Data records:
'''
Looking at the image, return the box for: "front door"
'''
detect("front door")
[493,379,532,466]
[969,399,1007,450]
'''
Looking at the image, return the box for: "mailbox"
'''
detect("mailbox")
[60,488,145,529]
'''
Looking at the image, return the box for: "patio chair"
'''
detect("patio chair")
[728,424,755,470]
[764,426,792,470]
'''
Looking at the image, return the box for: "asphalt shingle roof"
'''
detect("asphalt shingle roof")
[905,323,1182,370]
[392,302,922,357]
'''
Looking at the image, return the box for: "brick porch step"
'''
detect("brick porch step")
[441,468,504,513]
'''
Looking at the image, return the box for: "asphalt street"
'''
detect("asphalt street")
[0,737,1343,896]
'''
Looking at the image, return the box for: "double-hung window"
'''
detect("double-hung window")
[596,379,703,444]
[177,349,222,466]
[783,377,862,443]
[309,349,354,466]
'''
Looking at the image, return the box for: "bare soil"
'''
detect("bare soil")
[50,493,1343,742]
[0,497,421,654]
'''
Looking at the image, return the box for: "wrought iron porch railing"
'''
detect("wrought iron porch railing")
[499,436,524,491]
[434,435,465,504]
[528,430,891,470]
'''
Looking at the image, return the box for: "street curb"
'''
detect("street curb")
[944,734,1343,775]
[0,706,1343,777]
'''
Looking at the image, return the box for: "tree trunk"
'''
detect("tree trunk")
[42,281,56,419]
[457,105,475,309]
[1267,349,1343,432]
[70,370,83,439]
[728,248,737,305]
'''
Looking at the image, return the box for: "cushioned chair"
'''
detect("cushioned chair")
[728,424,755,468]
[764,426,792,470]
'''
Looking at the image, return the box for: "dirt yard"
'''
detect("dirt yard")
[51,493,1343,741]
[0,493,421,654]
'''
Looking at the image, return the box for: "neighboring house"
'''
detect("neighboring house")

**Task brief:** Select each line in the rows above that contains the string "step". Case counts.

**Exercise response:**
Looking at the image, return the box for: "brick porch step"
detect("brick porch step")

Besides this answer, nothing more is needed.